What you are asked to do:
From the records below, transcribe exactly the lines that begin at the line with "Consider the photo above. For each instance of the white" and end at the line with "Target: white and red pole", both included.

Provided entries:

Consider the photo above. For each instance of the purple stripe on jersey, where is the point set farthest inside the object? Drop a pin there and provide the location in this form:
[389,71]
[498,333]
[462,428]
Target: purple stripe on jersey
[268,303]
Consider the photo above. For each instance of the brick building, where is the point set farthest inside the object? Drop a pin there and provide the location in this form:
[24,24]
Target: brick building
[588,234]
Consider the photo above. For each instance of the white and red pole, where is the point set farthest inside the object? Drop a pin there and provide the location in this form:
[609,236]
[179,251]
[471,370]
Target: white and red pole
...
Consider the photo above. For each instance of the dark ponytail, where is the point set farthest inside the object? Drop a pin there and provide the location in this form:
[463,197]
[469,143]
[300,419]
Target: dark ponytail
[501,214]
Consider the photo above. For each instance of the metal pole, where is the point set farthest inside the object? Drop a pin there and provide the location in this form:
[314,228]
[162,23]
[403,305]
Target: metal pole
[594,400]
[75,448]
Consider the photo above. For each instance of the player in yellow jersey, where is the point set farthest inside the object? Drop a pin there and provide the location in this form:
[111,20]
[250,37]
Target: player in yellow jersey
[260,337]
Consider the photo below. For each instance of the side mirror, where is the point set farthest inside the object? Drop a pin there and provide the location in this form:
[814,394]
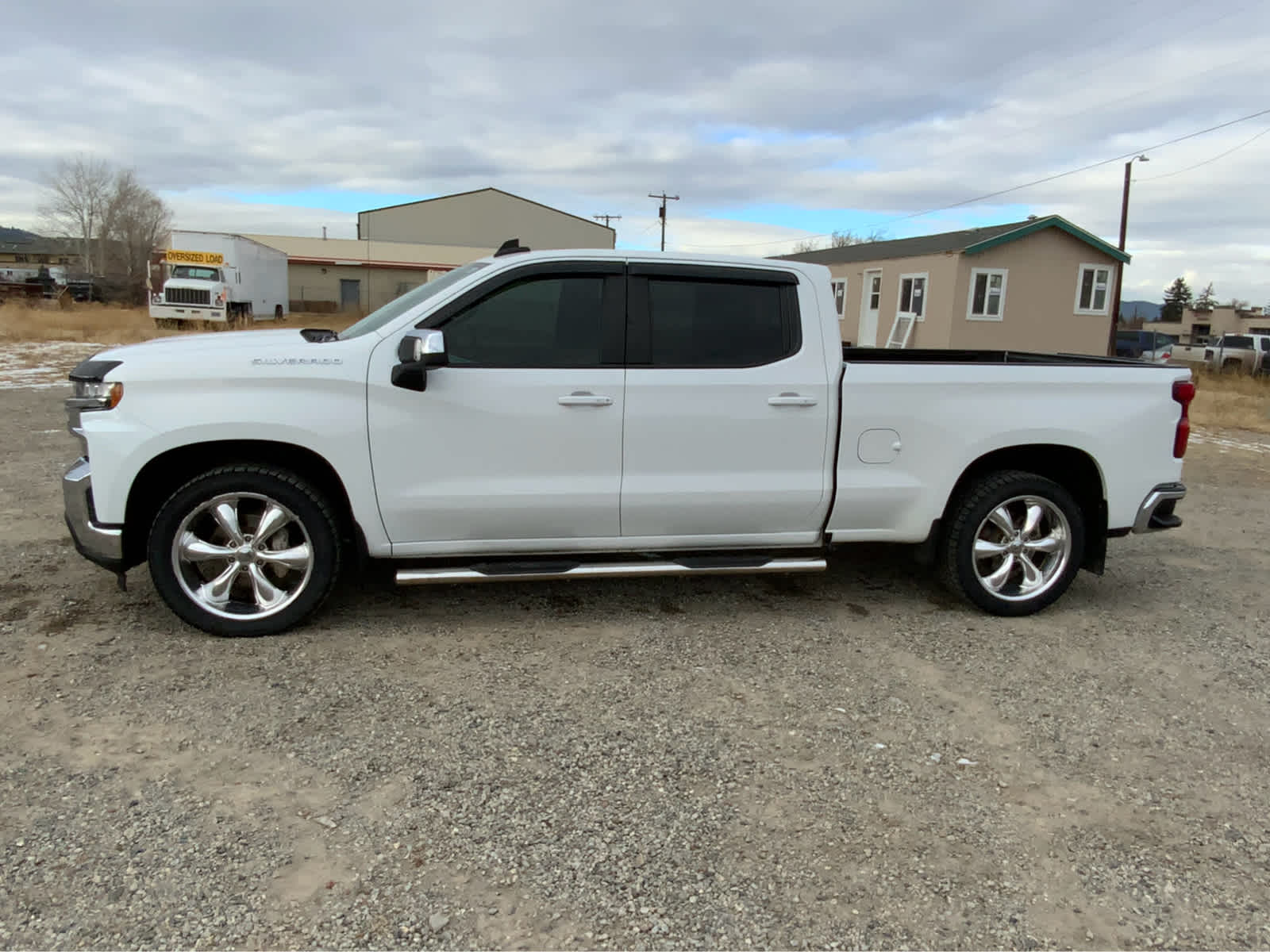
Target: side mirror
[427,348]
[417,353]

Reply to the exercise:
Consider the photo above. For each instance of the white and red pole, where is the point set farthest inside the object? Drop a pin there and provide the location in this form:
[609,236]
[179,251]
[471,370]
Target: white and red pole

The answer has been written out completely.